:: Exercise ::
Repeat word for word the portion of the text on exercise and the brain between "Studies support that" and "a normal workday.", inclusive.

:: Text block ::
○ ○ ○ ○ ○ ○ ○
Thinking and getting moving
It’s no secret to most of us that doing a bit of exercise each day can help us look and feel better.
But did you know that it can actually improve your brain, too? And I don’t just mean how you think, although it can improve this also. It can actually change your brain, and help you grow new nerve cells, known as neurons.
Studies support that doing exercise can protect our brain against effects that are associated with aging.
Most nerve cells can't grow back or regenerate, after they are destroyed. It's why after a spinal cord injury people are often left with a lifelong impairment in their movement. But we now know that actually parts of the brain can do more than just recover, they can actually grown new cells. This is a process called neurogenesis, where 'neuro' relates to 'nerve', and 'genesis' means 'generation' or 'creation'.
And aerobic exercise can play a role in this. It can help with improving our attention, the speed that we can process information at, and the so called higher 'executive functions' of planning and decision making. Basically anything that we need to do in a normal workday.
○ ○ ○ ○ ○ ○ ○
:: Study material ::
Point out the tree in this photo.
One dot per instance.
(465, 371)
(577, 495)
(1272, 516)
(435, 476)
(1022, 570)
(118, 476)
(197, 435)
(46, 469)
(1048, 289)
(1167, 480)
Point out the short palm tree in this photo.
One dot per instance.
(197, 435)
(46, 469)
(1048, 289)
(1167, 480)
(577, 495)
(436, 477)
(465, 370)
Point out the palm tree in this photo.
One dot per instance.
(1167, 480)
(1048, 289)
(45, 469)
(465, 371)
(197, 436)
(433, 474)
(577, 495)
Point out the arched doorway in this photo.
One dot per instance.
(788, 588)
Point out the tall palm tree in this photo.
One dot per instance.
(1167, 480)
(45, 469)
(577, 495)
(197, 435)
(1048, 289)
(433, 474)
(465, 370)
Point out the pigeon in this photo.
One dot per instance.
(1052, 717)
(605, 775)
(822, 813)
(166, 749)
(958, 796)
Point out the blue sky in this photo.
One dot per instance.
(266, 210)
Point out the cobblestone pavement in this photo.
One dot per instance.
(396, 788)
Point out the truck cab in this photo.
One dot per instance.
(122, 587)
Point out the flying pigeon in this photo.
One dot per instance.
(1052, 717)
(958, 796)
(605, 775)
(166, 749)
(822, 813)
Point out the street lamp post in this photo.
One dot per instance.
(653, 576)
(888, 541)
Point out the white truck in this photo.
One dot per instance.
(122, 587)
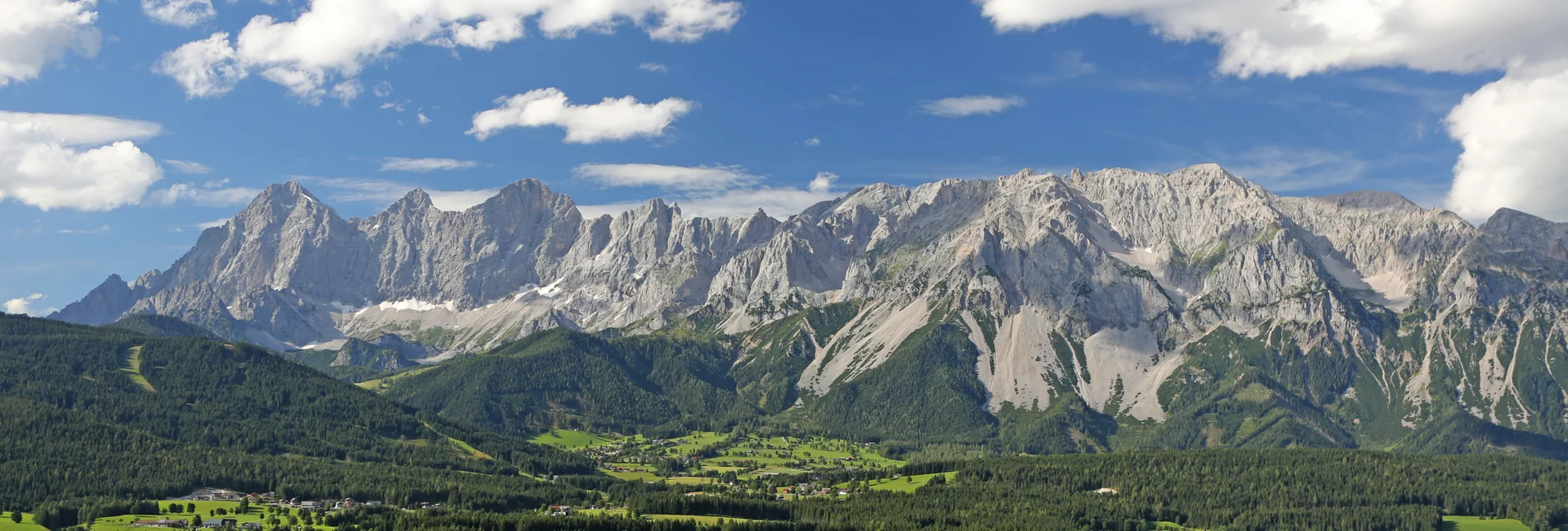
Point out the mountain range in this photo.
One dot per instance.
(1192, 308)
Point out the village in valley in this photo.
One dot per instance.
(227, 510)
(714, 464)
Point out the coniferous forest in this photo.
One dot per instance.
(99, 420)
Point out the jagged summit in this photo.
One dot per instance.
(1092, 284)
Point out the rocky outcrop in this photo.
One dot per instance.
(1090, 284)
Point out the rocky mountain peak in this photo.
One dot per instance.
(414, 201)
(1373, 200)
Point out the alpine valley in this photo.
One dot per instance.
(1031, 313)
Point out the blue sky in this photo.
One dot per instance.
(788, 92)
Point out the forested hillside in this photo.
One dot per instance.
(119, 414)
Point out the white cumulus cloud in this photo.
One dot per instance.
(204, 68)
(180, 13)
(38, 32)
(335, 40)
(970, 106)
(208, 194)
(74, 161)
(24, 305)
(400, 164)
(187, 167)
(614, 118)
(709, 190)
(663, 176)
(385, 192)
(1510, 129)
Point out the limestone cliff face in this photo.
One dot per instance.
(1092, 283)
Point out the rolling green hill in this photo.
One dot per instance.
(93, 412)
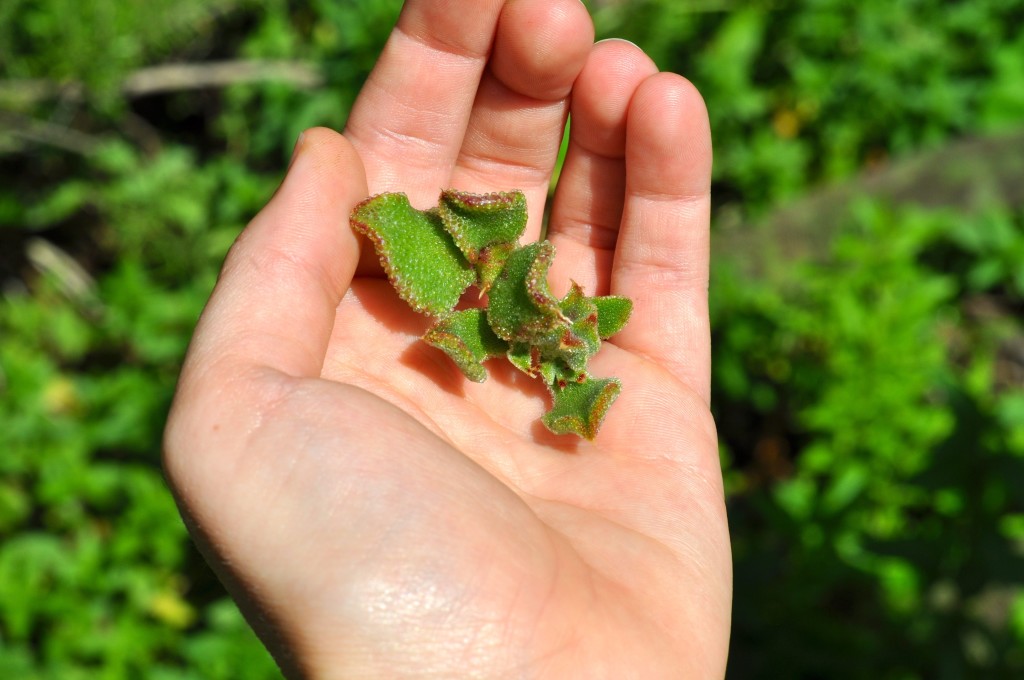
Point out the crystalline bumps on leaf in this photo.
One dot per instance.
(420, 257)
(521, 307)
(466, 338)
(485, 226)
(612, 313)
(580, 407)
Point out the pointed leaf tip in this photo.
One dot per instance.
(421, 259)
(580, 407)
(466, 338)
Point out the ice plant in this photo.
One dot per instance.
(433, 256)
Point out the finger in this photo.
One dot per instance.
(274, 302)
(588, 206)
(662, 257)
(516, 125)
(410, 118)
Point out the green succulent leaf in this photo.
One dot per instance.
(521, 307)
(612, 314)
(536, 364)
(430, 257)
(478, 221)
(580, 406)
(420, 257)
(466, 337)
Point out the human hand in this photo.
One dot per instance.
(376, 514)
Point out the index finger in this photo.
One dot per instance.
(409, 121)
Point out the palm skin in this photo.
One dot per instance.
(376, 514)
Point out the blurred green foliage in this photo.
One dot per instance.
(869, 396)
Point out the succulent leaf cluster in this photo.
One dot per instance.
(433, 256)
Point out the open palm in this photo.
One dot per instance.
(378, 515)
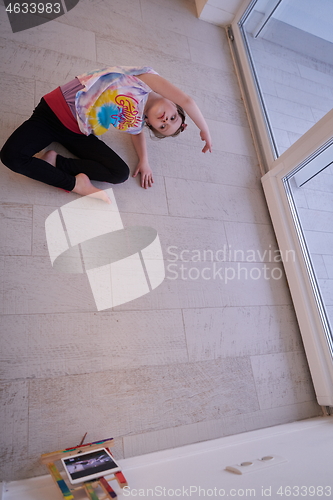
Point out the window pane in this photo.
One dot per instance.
(290, 45)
○ ○ ○ ○ ○ ○ ○
:: Answer box ::
Studies support that doing exercise can protect our brain against effects that are associated with aging.
Most nerve cells can't grow back or regenerate, after they are destroyed. It's why after a spinal cord injury people are often left with a lifelong impairment in their movement. But we now know that actually parts of the brain can do more than just recover, they can actually grown new cells. This is a process called neurogenesis, where 'neuro' relates to 'nerve', and 'genesis' means 'generation' or 'creation'.
And aerobic exercise can play a role in this. It can help with improving our attention, the speed that we can process information at, and the so called higher 'executive functions' of planning and decision making. Basically anything that we need to do in a normal workday.